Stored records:
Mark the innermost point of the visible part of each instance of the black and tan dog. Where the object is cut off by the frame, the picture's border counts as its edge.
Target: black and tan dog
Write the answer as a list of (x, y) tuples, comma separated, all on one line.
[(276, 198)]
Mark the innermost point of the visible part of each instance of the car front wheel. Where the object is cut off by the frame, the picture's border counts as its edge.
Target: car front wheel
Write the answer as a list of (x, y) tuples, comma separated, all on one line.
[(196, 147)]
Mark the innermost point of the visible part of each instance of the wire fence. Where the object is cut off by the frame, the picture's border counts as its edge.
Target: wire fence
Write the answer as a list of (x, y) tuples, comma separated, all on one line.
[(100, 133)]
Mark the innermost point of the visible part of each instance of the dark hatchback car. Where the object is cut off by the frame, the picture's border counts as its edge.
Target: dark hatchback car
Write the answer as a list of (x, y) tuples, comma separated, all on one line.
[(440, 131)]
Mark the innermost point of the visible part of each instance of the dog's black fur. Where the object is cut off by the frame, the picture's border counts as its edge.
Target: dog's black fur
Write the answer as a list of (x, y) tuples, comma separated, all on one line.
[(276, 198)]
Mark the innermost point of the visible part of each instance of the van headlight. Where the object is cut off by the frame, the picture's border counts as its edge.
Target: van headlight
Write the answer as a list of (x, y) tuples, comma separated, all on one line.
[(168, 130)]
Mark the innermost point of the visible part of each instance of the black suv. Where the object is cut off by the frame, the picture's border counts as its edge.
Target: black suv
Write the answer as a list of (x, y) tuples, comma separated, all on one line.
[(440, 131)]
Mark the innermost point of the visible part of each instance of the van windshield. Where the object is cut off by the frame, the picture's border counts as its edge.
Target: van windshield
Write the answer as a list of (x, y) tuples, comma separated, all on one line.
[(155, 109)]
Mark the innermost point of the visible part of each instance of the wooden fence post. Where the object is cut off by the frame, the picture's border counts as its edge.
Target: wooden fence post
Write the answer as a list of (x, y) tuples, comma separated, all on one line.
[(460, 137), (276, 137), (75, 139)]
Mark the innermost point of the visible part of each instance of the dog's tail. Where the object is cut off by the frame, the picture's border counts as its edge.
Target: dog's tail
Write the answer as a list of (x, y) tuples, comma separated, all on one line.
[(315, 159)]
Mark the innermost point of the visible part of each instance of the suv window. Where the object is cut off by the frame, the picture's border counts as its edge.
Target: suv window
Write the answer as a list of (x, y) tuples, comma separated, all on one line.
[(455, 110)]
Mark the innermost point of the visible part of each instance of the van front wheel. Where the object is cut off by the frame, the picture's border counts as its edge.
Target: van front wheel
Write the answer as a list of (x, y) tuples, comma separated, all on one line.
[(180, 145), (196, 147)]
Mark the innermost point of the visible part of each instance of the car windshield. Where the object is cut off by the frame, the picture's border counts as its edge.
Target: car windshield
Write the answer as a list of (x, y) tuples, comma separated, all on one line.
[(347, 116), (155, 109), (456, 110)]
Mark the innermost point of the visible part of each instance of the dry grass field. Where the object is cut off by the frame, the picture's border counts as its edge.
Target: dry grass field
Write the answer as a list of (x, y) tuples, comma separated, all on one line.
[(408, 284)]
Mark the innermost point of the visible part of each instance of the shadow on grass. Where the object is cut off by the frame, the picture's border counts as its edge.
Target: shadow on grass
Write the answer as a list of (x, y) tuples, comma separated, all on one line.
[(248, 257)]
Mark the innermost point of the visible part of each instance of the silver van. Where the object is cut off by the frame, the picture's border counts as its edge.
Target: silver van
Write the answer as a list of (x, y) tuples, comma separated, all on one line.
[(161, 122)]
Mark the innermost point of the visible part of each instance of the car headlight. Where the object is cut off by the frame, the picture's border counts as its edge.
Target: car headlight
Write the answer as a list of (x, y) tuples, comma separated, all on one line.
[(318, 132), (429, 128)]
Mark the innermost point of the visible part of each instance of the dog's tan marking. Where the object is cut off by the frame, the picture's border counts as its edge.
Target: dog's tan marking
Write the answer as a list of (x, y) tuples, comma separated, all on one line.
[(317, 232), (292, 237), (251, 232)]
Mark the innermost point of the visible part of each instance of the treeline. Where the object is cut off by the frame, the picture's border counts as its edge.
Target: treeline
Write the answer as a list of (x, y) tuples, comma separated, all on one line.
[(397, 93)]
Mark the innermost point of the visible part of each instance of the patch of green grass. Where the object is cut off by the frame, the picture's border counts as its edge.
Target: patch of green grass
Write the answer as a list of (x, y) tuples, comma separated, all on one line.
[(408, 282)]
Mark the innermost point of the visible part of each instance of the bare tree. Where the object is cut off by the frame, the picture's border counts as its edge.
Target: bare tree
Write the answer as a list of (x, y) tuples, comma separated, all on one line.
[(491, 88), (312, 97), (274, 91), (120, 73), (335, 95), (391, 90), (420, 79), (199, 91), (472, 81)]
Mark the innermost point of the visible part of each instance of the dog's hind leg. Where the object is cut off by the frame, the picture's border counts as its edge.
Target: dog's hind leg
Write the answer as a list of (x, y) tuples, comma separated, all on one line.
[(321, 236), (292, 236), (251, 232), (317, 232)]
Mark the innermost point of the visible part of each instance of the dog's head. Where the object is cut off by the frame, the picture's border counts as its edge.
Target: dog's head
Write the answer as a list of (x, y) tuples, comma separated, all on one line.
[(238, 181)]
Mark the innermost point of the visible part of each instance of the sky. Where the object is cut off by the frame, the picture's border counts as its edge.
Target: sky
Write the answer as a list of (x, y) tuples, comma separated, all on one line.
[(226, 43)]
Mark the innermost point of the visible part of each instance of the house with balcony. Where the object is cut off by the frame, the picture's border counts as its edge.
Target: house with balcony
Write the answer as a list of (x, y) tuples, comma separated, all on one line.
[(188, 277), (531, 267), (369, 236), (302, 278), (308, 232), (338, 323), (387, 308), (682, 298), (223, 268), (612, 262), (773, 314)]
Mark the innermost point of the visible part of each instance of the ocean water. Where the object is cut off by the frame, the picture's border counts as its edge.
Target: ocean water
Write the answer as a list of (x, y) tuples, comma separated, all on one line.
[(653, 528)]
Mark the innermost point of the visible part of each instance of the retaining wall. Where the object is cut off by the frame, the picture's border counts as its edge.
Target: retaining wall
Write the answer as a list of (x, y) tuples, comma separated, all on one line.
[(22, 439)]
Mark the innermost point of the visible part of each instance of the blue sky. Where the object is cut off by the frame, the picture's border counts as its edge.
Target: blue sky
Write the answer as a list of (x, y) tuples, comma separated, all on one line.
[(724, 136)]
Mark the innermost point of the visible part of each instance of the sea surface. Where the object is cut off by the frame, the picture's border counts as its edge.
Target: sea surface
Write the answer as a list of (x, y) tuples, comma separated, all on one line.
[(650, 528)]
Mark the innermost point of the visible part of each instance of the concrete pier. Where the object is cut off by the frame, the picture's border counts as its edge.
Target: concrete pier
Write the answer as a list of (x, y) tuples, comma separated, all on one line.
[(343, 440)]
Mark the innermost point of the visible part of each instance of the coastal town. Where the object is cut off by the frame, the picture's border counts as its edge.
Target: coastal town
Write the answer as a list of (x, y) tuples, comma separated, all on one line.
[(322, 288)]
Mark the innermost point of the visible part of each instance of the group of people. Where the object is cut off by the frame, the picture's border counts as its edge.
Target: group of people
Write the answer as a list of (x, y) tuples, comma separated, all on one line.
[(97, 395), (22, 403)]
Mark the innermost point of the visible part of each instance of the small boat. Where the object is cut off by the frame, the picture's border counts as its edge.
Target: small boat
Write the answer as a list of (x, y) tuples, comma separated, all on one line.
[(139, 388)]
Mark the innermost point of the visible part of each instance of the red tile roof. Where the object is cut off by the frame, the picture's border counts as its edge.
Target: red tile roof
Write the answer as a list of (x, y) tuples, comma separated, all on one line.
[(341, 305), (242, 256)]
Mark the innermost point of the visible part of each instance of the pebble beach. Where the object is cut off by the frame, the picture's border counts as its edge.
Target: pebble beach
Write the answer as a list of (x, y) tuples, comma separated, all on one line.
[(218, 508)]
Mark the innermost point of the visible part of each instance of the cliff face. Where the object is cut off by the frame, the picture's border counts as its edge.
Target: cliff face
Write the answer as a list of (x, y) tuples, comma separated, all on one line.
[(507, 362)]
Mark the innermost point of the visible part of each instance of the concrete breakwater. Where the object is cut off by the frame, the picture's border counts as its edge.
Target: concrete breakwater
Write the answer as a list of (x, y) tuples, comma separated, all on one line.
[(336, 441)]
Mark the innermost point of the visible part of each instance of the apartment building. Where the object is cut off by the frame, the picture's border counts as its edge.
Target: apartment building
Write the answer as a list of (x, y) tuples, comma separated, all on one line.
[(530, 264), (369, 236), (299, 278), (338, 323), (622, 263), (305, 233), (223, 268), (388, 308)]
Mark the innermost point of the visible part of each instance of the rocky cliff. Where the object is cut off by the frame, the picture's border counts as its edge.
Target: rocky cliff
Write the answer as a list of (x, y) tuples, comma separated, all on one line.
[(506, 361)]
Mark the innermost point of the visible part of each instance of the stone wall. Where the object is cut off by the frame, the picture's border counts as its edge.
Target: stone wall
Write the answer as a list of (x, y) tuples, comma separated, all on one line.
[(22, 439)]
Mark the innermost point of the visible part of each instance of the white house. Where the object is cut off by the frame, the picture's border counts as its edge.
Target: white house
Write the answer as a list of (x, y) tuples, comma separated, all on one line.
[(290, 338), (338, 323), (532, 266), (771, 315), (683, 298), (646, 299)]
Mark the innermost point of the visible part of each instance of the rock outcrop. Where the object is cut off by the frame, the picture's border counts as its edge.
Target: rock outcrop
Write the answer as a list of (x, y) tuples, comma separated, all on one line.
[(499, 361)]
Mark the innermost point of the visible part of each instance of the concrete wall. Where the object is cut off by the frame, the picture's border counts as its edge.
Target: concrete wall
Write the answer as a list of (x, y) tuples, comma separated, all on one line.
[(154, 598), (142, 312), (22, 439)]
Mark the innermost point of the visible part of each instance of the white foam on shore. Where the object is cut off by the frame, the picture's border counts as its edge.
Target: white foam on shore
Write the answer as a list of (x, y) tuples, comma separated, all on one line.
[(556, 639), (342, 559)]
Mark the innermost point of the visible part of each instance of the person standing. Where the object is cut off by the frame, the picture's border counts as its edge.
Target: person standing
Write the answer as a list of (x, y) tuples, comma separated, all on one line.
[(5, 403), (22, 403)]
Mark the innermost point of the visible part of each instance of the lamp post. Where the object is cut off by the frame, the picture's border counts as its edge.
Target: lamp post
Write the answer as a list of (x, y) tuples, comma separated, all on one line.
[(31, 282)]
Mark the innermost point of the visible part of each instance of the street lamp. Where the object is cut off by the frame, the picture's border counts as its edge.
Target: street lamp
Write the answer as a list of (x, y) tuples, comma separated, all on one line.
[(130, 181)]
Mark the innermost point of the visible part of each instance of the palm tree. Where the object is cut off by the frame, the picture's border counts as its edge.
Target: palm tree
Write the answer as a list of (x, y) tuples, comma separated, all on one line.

### GOAL OF THE EXERCISE
Could you repeat exactly the lines above from the line with "Target: small boat" up to and including the line with "Target: red tile roof", and only those?

### ANSWER BELOW
Target: small boat
Write the answer as a list of (x, y) tuples, comma separated, all on one line.
[(139, 388)]
Mark the innermost point of the visible part of each instance of the red tile roof. Where the object is cut off by the frame, the picture's border counts as its edge.
Target: red tile roof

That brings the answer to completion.